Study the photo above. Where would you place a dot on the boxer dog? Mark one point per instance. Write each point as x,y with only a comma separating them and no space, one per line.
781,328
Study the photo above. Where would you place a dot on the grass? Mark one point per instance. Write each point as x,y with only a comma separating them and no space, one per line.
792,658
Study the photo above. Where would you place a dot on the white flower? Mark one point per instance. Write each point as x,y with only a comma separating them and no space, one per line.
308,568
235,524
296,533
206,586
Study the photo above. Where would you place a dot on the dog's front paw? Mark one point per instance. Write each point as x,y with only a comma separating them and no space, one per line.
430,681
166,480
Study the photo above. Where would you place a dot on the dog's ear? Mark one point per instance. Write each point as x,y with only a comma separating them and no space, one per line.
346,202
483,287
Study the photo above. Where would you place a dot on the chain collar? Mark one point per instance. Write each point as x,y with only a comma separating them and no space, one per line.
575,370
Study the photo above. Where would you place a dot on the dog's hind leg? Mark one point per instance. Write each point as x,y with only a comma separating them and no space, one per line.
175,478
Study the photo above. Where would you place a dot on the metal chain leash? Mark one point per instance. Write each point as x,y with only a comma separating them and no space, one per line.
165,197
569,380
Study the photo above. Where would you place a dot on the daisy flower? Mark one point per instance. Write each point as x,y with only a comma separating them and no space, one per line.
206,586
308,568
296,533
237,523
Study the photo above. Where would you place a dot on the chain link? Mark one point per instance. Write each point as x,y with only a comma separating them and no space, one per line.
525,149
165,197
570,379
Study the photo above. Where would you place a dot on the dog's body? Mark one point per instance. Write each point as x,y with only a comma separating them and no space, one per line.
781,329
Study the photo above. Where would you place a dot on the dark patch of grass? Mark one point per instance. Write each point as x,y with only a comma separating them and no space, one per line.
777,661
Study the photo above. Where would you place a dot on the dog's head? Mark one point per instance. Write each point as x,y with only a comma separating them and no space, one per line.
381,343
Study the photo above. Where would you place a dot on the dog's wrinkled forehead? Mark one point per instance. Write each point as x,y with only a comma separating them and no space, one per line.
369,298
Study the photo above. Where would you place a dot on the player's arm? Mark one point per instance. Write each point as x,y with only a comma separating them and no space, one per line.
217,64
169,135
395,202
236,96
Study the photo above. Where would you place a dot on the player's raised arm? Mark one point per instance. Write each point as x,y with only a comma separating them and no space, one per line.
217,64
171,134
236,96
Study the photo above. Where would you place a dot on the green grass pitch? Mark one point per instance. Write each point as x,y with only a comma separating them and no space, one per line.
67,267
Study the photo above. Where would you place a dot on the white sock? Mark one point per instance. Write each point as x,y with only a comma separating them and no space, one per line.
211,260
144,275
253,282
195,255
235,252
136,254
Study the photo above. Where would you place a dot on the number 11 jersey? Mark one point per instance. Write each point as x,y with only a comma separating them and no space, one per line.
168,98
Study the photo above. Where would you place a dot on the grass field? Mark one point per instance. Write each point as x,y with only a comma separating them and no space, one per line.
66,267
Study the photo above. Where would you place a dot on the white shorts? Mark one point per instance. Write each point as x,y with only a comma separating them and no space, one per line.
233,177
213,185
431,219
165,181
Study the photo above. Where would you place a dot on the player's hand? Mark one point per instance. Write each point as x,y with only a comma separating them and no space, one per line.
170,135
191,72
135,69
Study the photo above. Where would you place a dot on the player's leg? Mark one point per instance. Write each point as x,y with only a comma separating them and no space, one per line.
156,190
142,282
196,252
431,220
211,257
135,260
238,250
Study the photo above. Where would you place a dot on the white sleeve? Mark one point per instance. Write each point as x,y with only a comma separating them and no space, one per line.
----------------
Required work: Return all of the data above exactly, leaving out no line.

Solution to the problem:
Study the photo above. Where would you place a dot on the boxer dog? Mark one point per instance. Write each point as x,y with only a comma separating them and no space, one per line.
781,328
Study the photo above. Where would you place a dot on the grass? Mark one point per instance. Write each point as x,y with only a comma separating them and no space, one per line.
792,658
Study the photo above. Where would you place a dot on the white flower? Mark one point per instance. Write each point as x,y with only a comma separating them and no space, one per line.
308,568
235,524
296,533
206,586
Study the photo above. Where would you place a dot on the dog's front paw? Mark one point per instance. Write each point as x,y with only a comma separating them and no space, one per line.
430,681
166,480
Study the photo above. Where would you place a dot on the dog's ear? Mark one point per instance. Write each point as x,y with only a comma separating them and no space, one per line.
346,202
483,287
Study the photo above. Where would you place a dot on the chain collar? Mark one point per instance. Write each point as x,y with only a comma separating them and no space, one per line.
575,370
Study the photo above. Where would you place a dot on the dog's hind leg? Mark one point per instance. Write each point as x,y with only a comma separating them and no space, one per line.
175,478
Study the photo above. Where would you place a dot on the metal chain leash? Mark one point per instance. Write each point as x,y with only a comma separating them and no space, one per line.
165,197
569,380
Study the photo above. Where would you place a dot on the daisy flower? Mark one point per instance. Write each point as x,y with only a comma separating them and no space, one per line.
206,586
308,568
296,533
237,523
Study the photo above. Where would you place a dot on the chain link? Mark one point per instance. Write each point as x,y with only a comma separating them and no space, one per line.
525,149
165,197
570,379
Study the photo above. Where would you place a dot on the dog's body? Mark one point per instance. Write each point as x,y with only a comma separating them and no space, one per line.
781,329
Study the photo above. Where would you place a dot on the dark patch of grass? Mark one point per instance. Write each point as x,y with only a comma separating them and no space, one per line.
777,661
Study the photo above. Where would you place a dot on the dog's head? Mark one point per instance. Write each point as x,y with only a comma separating them and no space, one per line.
381,343
Study the photo above. Where would you place a dot on the dog's wrinkled forehead? Mark one point per instance. Write each point as x,y with only a comma separating them and no space, one per line.
369,298
Study the photo above. Where would you place a dot on the player's arm? Mark one point per instance. Write each point as x,y with only a comma separating them and no space, one per line.
217,64
169,135
395,202
236,96
Study the photo above. Where would you place a dot on the player's raised arm? Mark one point per instance. Write each point as x,y with only a comma separating them and no space, one per line.
217,64
171,134
236,96
Study the photo above. Where would you place a dot on the green grass pitch? Mark one point per instance. Write each point as x,y with only a comma separating them and no space, one per line.
67,267
Study the photo above. Where would you place a dot on the white sock? Mark one point per instance. Write each point as x,y with only a comma separating them and no space, one per line.
211,260
144,275
253,282
195,255
235,252
136,254
Study the photo above. Where would you place a dot on the number 11 jersey? Mark one point per instance. Write each point as x,y with only a comma separating them and no space, one per line.
168,98
Study the photo above. Where would you place a dot on the grass field? Mark one point per instance. Write each point as x,y with only a comma separating them and no space, one per line.
66,267
Study the photo above. Where would you place a dot on the white shorts? Mark one point per instance. Write each point as x,y with only a comma separating them and no space, one per line.
233,177
213,185
431,219
165,181
Study the photo above. Where would you place a dot on the player's hand? Mark one point per instance. Write each point as x,y with only a comma separating them and no space, one per line.
170,135
191,72
135,69
Study the photo above. Where would you place a dot on the player's leg? Mark one point per instance. Write each point as x,y with only a comma separating them and no space, one per line.
156,190
142,282
196,252
431,220
211,257
135,260
238,250
Study the photo above. Where would you place a dot on the white sleeve? Mark one point per instance. Write each point as x,y with only a comma separating them and no space, one per line.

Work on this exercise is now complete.